[Items listed in a dataset]
──────

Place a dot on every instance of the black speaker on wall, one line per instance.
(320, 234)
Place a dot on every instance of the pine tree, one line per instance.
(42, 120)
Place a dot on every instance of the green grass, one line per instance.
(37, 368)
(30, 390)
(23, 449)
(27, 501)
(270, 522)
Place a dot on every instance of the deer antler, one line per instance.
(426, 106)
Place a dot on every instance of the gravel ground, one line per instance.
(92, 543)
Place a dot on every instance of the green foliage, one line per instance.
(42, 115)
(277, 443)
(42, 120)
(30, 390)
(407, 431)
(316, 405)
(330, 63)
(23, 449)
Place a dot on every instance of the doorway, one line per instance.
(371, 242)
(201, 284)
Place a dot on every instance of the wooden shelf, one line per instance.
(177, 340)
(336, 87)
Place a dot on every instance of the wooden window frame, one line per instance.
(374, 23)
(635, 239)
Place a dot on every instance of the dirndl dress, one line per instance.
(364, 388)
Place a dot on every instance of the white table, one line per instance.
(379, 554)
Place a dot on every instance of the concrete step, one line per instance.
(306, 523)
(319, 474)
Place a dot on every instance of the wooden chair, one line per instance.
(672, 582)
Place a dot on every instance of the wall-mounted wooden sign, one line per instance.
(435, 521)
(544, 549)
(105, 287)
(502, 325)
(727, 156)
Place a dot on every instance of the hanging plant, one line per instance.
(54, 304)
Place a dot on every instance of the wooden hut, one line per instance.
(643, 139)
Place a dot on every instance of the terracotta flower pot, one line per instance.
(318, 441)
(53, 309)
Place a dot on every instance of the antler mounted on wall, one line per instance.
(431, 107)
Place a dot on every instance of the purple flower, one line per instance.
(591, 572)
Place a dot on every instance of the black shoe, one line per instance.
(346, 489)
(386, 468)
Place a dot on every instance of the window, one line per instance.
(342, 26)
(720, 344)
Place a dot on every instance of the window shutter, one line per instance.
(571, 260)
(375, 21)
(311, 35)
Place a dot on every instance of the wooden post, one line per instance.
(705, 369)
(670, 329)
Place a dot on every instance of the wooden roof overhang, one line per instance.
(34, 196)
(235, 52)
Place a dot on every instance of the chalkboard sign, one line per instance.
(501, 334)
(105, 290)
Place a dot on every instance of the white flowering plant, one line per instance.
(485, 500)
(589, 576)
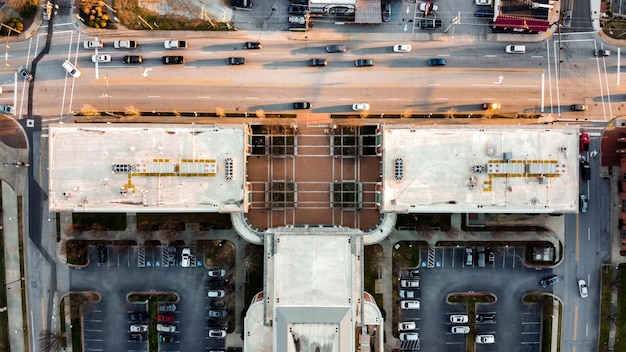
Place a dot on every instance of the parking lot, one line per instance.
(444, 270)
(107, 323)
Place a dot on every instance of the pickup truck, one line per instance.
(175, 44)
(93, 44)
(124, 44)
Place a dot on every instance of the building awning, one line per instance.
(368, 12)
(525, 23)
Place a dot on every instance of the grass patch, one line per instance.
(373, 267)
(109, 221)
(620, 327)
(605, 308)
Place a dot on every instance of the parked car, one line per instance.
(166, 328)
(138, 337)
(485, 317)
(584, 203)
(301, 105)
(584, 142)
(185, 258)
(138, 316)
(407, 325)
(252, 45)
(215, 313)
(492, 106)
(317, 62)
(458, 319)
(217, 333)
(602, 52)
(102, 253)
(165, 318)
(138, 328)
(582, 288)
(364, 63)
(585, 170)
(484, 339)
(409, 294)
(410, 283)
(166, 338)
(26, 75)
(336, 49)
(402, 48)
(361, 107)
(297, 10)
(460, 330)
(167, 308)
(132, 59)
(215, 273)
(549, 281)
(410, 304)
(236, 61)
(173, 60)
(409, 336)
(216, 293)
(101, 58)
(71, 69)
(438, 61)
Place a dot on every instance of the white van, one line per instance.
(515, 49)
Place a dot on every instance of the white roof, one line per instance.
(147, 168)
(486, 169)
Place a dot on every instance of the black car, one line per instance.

──────

• **WORK TO DO**
Revise all of the records above so that "Place a dot" becomes "Mark a point" wherever it appears, with everything else left unchanged. Leave the pictures out of your answer.

• **FINISHED TASK**
Mark a point on every instance of the black speaker on wall, one line per instance.
(320, 234)
Mark a point on every instance of the pine tree, one line per instance.
(42, 120)
Mark a point on every instance of the green grass, one line per instance.
(37, 368)
(30, 390)
(23, 449)
(27, 501)
(270, 522)
Mark a point on every instance of the deer antler, one line per instance.
(426, 106)
Mark a point on every instance of the gravel ground, one line per instance.
(92, 543)
Mark a point on every instance of the green foliage, one line per instance.
(42, 115)
(277, 443)
(42, 120)
(30, 390)
(407, 431)
(316, 405)
(330, 63)
(23, 449)
Mark a point on every instance of the doorway, one line per instance.
(371, 242)
(201, 284)
Mark a point on every instance of the wooden shelf, one line per instance.
(177, 340)
(336, 87)
Mark a point on every instance of the wooden window frame, one line per instance.
(374, 23)
(635, 239)
Mark a point on every instance of the dirndl dress, one line per instance.
(364, 388)
Mark a point on every instance of the white table, one line per instance.
(379, 554)
Mark a point on every instance of the concrete step, one line per instance.
(306, 523)
(319, 474)
Mark a point on every instance of the wooden chair, one line per instance.
(672, 582)
Mark a point on every instance of the wall-mounted wooden sign, one line per instance.
(435, 521)
(544, 549)
(105, 287)
(502, 325)
(727, 156)
Mark a point on every instance of the hanging plant, one line per instance.
(54, 304)
Mark a point on every instance of the wooden hut, one line per instance.
(643, 139)
Mark a point on every instance of the terracotta flower pot, one line per instance.
(318, 441)
(53, 309)
Mark a point on every instance of the antler mounted on wall, one line per instance.
(431, 107)
Mark a point on every instance of the purple flower, one line per instance.
(591, 572)
Mark a point on every instance of the black shoe, one line per instance.
(346, 489)
(386, 468)
Mark a point on every instance of the window, one line per instance.
(342, 26)
(720, 344)
Mark a point on every instance of the window shutter, one line per instance.
(571, 260)
(375, 21)
(311, 35)
Mark a point on every instance of the wooden post, one line per instance.
(705, 369)
(670, 329)
Mark a point on every instance of the wooden roof overhang, one line per instance.
(34, 196)
(235, 52)
Mark a point on every instance of the chalkboard sign, one line per instance.
(501, 334)
(105, 290)
Mark a point on every instance of the white flowering plant, one line per instance.
(485, 500)
(589, 576)
Mark a point on every instance of the parking lot, one line per instance.
(444, 270)
(107, 323)
Mark a point on every instance of the pickup truck, one line per instance.
(175, 44)
(93, 44)
(124, 44)
Mark a point on every instance of the building awning, one line per instance.
(368, 12)
(525, 23)
Mark a point on every instance of the grass patch, one line per instance.
(373, 267)
(109, 221)
(620, 327)
(605, 308)
Mark a point on every instance of the parked car, one line per instance.
(166, 328)
(138, 337)
(485, 317)
(584, 203)
(301, 105)
(584, 142)
(185, 258)
(138, 316)
(407, 325)
(252, 45)
(215, 313)
(492, 106)
(317, 62)
(458, 319)
(217, 333)
(602, 52)
(102, 253)
(165, 318)
(138, 328)
(582, 288)
(364, 63)
(585, 170)
(484, 339)
(409, 294)
(410, 283)
(166, 338)
(26, 75)
(336, 49)
(402, 48)
(361, 107)
(297, 10)
(460, 330)
(167, 308)
(132, 59)
(215, 273)
(549, 281)
(410, 304)
(236, 61)
(173, 60)
(409, 336)
(216, 293)
(101, 58)
(71, 69)
(438, 61)
Mark a point on every instance of the white van, one line per instance.
(515, 49)
Mark a point on every instance of the white roof, one line per instance.
(147, 168)
(486, 169)
Mark a point on every instance of the black car, one line per instance.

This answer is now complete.